> Page extract:
<<<<

Jeroen got his BSc from University College Utrecht and MSc in cognitive neuroscience from Utrecht University. As a graduate student at the Donders Institute for Brain, Cognition and Behavior in Nijmegen, the Netherlands, he attempts to figure out why people are nice to each other. Which psychological and neural processes allow us to incorporate others’ welfare in our decision-making? Under supervision of prof. Alan Sanfey, he hopes to graduate in the spring of 2018. In Spring 2017, Jeroen was lucky enough to spend several months in the COSANlab to work on two collaborative projects. Meanwhile, he got to know Hanover as an inspiring, if somewhat sleepy, academic town. Back in the Netherlands Jeroen will resume his twin roles of amateur guitar player in cover/party band ‘Populist’ and carefree urban bicycle chauffeur.
Arati is an undergraduate student at Dartmouth College studying neuroscience and public policy. After graduating, she hopes to attend medical school and continue exploring public mental health practice and policy. Arati is also interested in dance and music.
Eric is a psychotherapist in private practice and started working with Dr. Chang as a research assistant in early 2015. He is a graduate of the University of New Hampshire where he completed his B.A. in Psychology and his M.A. in Clinical Psychology. Before approaching psychology, his background included significant work as a designer/illustrator as well as application programmer and web developer. Eric’s primary psychological interests are in affective neuroscience; specifically the interaction between limbic and pre-frontal structures in regard to decision making and the development/maintenance of belief systems. He intends to apply to a Ph.D. program for the 2016 school year.
Andrew is an undergraduate in his sophomore year from Cambridge, Massachusetts. At Dartmouth he studies Neuroscience and Computer science, and spends his free time hiking and writing for the student humor publication. After graduating, Andrew hopes to continue to study and participate in Neuroscience research.

>>>>

> Raw data:
<<<<

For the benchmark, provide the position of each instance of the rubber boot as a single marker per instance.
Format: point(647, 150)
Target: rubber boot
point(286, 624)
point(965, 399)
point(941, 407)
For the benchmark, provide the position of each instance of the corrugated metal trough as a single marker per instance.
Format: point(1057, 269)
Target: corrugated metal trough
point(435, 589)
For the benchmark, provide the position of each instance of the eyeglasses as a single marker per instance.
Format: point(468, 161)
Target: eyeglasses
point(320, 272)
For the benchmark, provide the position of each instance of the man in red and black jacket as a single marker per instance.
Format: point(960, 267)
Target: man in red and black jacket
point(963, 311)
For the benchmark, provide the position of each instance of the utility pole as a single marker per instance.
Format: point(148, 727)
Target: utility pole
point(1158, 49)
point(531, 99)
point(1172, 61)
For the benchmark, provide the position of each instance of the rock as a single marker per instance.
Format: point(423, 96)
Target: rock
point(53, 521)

>>>>

> What you have to do:
Write the next part of the lab member profiles, picking up after the last sentence of the profile of Andrew. The records have nothing to do with the lab member profiles.

> Result for this task:
Sushmita is a Dartmouth undergraduate studying philosophy and neuroscience with an interest in understanding the theoretical/social-cognitive nature of moral selfhood. She spends her free time reading, flying kites and contemplating whether we really matter in the cosmos. After graduation, she hopes to continue studying social neuroscience and one day reach the mountaintop.
Zainab is a Dartmouth undergraduate student in her junior year. She is majoring in neuroscience and cognitive science and hopes to continue on to medical school after graduation. She is particularly interested in neurology, pediatrics, and general surgery. Zainab is also on the varsity squash team and volunteers with various programs for children across campus. In her free time she enjoys cooking, listening to music, and spending time with friends.
Mara is a member of the class of 2019. She is majoring in Psychology and is interested in the underlying tenets of personality and how nature/nurture shape personality. Mara is also involved in Humans of Dartmouth, a photojournalism column that showcases human interest stories, and the Green Key Society, an organization that fosters Dartmouth community spirit. After graduating, Mara would like to spend time exploring the world, and then get her PhD in clinical psychology. In her free time, Mara enjoys going on runs, enjoying the company of others, and dancing.
Samantha is a Dartmouth College undergraduate student studying cognitive science and human-centered design. She has focused her studies on consumer decision-making and is interested in exploring how decisions are influenced by online and offline social networks. In her free time, Samantha enjoys alpine skiing, running, spending time with family and friends and traveling.